> EXERCISE BRIEF: In the news briefs, what sentence did the court in Taipei give Liu Shan-chung?

> SELECTED PASSAGE:
»»

Cambodia Still Wants Pol Pot

The new government of Cambodia still wants to bring elusive Khmer Rouge guerrilla leader Pol Pot to an international court, a senior government official said today. First Prime Minister Prince Norodom Ranariddh had been negotiating with a Khmer Rouge faction that broke with Pol Pot, to have it surrender custody of the former strongman. But Cambodia's bloody July 6 coup abruptly ended those talks. However, Second Prime Minister Hun Sen, who ousted Ranariddh, still wants to see Pol Pot and other senior Khmer Rogue leaders brought to trial. "Government policy is the same. Pol Pot has to be brought to justice," Secretary of State for Information Khieu Kanharith tells Reuters.


Taiwan Hijacker Gets Life Term

A court in Taipei today gave a life prison term to an air pirate who hijacked a Taiwan jetliner to Taiwan's arch rival, mainland China. "After a trial of more than one month, Liu Shan-chung has been sentenced to life in prison and stripped of his civil rights for life," the court verdict said. The state-run Central News Agency says Liu could have been sentenced to death. But it says his life was spared because he "confessed his crime and shown a good attitude" following his arrest. Liu doused himself with gasoline aboard a Far Eastern Airlines in March and threatened to set himself ablaze if it did not fly to China. He asked for political asylum in China, but Beijing returned him to Taiwan.

««

> DATASET:
»»

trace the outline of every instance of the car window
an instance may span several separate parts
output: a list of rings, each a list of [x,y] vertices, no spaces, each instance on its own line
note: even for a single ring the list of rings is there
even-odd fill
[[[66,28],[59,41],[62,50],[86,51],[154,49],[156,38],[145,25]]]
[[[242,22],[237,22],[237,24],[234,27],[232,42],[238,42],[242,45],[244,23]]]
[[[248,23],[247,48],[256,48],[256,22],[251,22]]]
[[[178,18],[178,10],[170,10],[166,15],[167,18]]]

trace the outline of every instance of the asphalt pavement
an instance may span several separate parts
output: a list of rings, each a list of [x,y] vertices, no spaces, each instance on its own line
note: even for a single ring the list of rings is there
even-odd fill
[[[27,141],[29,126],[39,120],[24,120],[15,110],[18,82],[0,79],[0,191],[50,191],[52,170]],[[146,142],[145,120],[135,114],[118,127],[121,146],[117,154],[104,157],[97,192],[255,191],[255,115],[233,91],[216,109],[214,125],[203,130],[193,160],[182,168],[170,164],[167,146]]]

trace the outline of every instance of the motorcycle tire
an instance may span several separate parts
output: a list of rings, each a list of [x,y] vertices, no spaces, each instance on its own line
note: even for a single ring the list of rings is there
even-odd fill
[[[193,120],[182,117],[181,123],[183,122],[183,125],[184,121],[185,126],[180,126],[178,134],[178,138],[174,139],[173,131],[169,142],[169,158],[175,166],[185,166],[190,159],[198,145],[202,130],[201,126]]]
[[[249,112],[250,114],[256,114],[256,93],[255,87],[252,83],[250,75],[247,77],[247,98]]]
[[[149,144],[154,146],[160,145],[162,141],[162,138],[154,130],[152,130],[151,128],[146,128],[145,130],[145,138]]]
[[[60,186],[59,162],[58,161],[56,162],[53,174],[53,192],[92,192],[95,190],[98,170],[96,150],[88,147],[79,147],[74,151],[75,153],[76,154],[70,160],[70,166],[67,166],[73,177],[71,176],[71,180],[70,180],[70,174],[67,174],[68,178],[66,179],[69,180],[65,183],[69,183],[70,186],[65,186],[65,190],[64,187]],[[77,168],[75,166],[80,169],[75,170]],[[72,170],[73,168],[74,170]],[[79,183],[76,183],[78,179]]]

««

> RESULT OF THIS EXERCISE: Life in prison, with his civil rights stripped for life.